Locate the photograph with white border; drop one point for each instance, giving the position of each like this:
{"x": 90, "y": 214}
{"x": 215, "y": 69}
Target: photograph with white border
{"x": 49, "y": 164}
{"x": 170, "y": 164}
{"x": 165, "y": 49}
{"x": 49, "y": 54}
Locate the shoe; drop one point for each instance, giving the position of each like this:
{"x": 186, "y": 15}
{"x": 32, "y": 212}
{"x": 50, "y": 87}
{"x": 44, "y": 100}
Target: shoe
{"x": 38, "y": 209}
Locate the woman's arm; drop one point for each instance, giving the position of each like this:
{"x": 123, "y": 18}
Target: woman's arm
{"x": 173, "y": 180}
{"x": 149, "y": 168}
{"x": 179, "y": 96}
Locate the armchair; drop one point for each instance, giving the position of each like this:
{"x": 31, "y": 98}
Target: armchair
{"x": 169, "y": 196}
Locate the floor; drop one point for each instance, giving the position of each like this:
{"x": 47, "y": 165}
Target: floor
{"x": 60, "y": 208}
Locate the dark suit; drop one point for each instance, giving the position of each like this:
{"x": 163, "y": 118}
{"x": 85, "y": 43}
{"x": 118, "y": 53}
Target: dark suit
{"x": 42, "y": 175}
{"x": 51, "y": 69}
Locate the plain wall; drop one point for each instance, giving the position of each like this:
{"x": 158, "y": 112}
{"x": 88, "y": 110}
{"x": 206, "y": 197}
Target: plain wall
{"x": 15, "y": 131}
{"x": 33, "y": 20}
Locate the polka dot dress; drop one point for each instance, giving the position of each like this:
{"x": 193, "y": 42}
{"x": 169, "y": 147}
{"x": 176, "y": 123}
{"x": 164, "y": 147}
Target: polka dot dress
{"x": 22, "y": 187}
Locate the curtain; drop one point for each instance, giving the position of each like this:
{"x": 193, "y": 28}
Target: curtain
**********
» **Problem requirements**
If a line in the entries contains the word "curtain", copy that line out.

» **Solution to this exercise**
Locate the curtain; drop one point for each instance, giving the position of each like this:
Target: curtain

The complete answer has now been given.